:: Dataset excerpts
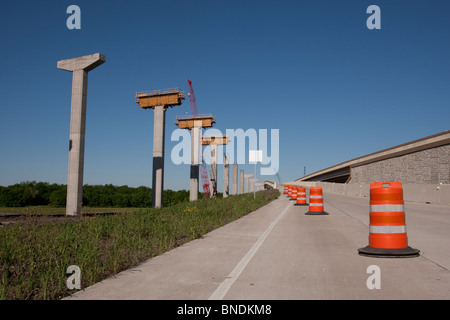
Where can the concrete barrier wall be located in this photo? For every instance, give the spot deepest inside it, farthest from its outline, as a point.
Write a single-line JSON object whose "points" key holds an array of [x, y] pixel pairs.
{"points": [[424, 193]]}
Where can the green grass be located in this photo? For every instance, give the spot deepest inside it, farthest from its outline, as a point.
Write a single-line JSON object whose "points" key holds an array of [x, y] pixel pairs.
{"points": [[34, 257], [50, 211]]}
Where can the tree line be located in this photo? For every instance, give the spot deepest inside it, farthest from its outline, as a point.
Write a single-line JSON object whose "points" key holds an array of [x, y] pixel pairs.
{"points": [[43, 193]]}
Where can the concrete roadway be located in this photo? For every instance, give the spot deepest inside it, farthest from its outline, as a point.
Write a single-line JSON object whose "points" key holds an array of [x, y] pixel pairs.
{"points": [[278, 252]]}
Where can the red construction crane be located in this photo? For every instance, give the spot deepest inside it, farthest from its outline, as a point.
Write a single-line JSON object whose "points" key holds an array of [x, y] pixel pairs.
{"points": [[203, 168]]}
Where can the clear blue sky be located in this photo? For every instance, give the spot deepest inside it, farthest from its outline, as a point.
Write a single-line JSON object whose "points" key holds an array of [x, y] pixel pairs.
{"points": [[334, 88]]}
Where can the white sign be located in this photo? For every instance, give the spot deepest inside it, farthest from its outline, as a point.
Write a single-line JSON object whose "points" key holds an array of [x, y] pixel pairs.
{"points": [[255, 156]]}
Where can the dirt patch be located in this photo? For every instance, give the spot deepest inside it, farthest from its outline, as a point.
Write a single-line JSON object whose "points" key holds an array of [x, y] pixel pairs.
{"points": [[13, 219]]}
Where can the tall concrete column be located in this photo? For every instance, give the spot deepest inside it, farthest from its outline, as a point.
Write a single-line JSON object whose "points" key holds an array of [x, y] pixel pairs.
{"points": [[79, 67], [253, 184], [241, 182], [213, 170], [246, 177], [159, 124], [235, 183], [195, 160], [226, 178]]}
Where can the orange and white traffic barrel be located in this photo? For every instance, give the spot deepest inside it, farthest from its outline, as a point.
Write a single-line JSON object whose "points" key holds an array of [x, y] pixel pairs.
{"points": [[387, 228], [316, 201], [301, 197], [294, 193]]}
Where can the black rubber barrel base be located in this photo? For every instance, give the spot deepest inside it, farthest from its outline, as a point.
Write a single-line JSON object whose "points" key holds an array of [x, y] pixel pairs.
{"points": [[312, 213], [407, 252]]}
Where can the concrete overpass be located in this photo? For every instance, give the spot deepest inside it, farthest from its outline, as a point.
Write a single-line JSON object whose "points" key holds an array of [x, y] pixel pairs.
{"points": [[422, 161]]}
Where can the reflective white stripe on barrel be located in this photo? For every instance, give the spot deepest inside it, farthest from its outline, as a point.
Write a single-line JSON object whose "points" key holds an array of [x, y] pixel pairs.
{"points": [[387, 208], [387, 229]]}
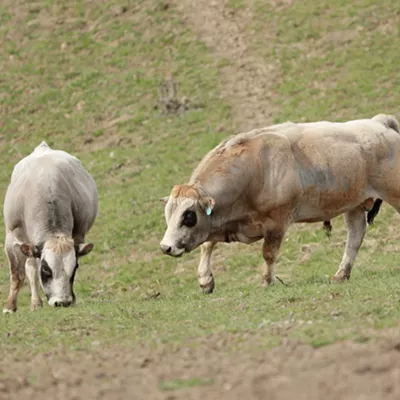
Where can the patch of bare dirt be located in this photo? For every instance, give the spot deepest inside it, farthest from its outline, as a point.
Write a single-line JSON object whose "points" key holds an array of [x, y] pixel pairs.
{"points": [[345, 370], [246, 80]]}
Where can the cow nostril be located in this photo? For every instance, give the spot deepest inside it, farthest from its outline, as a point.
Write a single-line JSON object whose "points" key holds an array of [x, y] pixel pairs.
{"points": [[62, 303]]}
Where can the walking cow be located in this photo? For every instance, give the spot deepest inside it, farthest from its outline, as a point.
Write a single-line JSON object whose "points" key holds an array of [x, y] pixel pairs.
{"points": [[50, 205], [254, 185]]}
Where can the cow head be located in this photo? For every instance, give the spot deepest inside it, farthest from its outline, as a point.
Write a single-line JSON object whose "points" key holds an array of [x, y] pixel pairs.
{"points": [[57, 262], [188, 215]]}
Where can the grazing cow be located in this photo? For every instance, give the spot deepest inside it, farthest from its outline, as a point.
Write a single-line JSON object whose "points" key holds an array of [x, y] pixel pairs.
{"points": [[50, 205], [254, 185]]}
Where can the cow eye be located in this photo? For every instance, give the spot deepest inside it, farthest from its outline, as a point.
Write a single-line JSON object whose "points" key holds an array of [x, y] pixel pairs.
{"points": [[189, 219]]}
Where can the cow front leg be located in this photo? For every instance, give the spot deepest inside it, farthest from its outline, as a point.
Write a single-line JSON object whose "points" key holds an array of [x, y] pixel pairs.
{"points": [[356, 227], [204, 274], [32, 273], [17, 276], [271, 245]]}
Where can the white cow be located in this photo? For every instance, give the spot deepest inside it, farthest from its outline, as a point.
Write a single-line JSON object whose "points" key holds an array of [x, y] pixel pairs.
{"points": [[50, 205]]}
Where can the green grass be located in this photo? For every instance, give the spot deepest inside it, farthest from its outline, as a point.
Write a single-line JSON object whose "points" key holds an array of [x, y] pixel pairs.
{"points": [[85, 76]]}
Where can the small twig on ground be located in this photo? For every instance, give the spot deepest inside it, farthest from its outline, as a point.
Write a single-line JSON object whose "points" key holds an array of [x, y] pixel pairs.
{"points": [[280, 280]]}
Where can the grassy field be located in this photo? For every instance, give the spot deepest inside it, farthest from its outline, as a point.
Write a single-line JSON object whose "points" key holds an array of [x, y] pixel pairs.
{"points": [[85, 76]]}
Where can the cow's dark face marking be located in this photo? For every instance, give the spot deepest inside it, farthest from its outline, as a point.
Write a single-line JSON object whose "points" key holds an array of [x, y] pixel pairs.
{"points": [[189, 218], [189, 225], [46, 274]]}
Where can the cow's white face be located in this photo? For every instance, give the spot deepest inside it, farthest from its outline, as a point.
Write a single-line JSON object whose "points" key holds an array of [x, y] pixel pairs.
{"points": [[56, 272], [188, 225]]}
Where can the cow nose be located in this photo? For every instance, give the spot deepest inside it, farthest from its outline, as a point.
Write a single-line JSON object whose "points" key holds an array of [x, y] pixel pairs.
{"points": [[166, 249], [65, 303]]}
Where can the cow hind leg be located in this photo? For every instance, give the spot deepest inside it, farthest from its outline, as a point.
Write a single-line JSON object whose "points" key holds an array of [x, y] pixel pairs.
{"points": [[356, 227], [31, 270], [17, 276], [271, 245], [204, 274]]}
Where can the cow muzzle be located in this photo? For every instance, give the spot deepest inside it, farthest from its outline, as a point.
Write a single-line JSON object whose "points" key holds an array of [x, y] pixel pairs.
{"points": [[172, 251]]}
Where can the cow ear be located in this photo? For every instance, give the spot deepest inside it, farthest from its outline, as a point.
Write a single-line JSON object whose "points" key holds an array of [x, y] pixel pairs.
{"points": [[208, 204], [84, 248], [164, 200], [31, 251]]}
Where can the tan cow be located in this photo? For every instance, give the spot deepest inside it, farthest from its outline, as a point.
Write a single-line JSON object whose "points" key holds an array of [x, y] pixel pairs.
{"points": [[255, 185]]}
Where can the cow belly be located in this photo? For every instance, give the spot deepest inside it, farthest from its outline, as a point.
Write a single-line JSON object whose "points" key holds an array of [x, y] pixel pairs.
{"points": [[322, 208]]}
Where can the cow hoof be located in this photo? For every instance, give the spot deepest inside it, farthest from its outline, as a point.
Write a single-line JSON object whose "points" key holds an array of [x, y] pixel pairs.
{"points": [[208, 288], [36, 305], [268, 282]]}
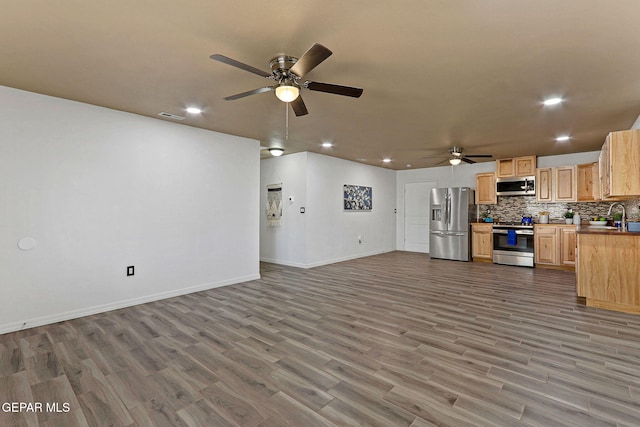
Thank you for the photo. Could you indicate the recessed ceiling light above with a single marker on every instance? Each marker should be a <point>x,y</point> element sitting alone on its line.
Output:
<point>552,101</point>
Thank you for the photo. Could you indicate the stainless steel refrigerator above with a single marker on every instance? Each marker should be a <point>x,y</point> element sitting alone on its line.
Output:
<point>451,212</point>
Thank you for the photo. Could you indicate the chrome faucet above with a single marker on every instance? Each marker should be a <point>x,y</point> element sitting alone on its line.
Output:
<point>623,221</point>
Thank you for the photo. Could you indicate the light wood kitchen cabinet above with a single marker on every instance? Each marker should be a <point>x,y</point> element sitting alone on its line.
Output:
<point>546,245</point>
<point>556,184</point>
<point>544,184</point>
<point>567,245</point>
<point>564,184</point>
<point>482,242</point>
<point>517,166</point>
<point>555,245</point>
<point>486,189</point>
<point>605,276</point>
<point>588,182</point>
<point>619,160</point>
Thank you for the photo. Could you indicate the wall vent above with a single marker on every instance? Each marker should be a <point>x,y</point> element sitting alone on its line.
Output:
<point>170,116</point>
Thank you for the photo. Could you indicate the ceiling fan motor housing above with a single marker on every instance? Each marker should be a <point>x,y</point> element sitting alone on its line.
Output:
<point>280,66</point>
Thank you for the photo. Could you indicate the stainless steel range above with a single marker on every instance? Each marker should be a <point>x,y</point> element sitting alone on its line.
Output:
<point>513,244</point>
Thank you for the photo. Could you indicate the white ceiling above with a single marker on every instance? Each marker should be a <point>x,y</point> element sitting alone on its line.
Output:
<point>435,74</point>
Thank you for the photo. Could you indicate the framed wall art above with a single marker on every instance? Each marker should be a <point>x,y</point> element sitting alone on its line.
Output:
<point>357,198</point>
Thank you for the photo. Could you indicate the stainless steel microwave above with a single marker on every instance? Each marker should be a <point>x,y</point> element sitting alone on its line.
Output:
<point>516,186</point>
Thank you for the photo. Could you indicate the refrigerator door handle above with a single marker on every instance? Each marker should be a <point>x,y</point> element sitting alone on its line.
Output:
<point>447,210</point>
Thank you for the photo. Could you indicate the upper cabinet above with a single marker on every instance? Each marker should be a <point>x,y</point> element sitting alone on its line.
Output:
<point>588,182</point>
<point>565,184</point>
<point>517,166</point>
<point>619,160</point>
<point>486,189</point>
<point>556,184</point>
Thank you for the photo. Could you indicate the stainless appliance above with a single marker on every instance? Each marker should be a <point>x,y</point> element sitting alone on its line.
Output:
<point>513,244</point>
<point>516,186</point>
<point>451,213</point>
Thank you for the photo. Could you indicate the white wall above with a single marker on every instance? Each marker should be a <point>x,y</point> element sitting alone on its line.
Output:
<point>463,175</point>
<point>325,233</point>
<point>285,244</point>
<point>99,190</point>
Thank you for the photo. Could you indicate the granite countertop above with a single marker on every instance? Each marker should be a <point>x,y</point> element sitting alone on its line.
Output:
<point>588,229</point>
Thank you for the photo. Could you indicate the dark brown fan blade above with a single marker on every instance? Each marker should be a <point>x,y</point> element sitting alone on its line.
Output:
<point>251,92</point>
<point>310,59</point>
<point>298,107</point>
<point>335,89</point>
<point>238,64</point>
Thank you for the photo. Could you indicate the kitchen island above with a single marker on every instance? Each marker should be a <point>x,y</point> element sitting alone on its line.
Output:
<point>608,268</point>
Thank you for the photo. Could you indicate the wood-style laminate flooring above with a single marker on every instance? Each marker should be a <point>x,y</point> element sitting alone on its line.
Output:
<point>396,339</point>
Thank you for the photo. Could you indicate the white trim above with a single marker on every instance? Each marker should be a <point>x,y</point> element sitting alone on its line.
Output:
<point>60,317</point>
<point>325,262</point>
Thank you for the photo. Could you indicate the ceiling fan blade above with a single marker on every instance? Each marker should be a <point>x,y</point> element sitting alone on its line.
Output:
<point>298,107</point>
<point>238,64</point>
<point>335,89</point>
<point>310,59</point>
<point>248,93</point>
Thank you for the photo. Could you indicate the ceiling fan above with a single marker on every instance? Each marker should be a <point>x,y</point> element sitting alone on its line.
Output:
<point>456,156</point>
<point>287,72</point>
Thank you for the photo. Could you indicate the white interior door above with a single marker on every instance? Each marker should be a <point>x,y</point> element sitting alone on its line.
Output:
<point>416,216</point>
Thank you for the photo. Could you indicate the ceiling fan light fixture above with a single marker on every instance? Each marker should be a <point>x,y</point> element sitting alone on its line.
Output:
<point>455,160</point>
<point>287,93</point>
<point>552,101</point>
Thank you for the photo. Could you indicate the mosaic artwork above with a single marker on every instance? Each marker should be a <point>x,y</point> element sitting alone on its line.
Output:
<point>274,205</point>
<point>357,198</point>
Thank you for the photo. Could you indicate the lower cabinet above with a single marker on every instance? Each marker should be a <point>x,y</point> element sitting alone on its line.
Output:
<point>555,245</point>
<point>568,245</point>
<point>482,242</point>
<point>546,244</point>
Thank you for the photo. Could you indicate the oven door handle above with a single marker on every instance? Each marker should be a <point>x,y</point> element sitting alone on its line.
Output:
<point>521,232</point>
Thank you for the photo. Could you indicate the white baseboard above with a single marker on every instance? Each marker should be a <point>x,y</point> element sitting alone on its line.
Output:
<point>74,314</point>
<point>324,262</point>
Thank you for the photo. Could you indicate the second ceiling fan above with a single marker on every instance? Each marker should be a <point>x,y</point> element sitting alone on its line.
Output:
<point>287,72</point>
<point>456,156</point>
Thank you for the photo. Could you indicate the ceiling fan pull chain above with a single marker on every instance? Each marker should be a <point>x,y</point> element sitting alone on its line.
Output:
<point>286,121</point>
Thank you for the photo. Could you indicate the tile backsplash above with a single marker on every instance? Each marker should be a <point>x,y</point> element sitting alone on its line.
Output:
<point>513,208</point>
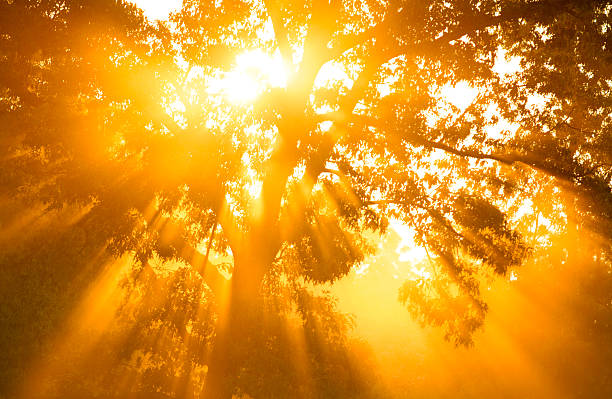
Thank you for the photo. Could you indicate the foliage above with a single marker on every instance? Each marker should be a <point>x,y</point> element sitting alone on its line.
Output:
::::
Aim of the exercise: Restate word for word the lines above that start at the line containing "Thank you for the photo. Could you indicate the mosaic" and run to the end of the listing; exclude the pictures.

Answer to the problem:
Thank you for the photo. Could you indicate the mosaic artwork above with a single marker on every instance? Each marker should be a <point>x,y</point> element sitting alone on its line.
Output:
<point>274,205</point>
<point>357,198</point>
Thank you for the photo. Could you indicate the lower cabinet above with a single marker on every instance? Each marker should be a <point>x,y</point> element sitting alone on its line.
Output:
<point>555,245</point>
<point>568,245</point>
<point>482,242</point>
<point>546,244</point>
Thank you for the photo. Could you indicate the oven door handle above with a single marker on every instance? Each marker should be a <point>x,y</point> element sitting alone on its line.
Output:
<point>521,232</point>
Thank you for the photo. Could you indicate the white baseboard above with a single marker on every instance? Each marker should be a <point>x,y</point> element sitting alone on its line.
Output:
<point>74,314</point>
<point>324,262</point>
Thank you for the photo. Could you indicate the second ceiling fan above with a single marker on every instance? Each marker should be a <point>x,y</point> element sitting alone on its line.
Output:
<point>287,72</point>
<point>456,156</point>
Thank you for the photo. Could you indicate the ceiling fan pull chain above with a single marker on every instance? Each marker should be a <point>x,y</point> element sitting alone on its line.
Output:
<point>286,121</point>
Thank you for the photo. Could you indicate the tile backsplash above with a single marker on every instance? Each marker should be a <point>x,y</point> element sitting alone on its line.
Output:
<point>513,208</point>
Thank you for the photo. Could you indicate the foliage above with a single marker on every instance? Each marker should be a <point>x,y</point> element sitting alone on its line.
Output:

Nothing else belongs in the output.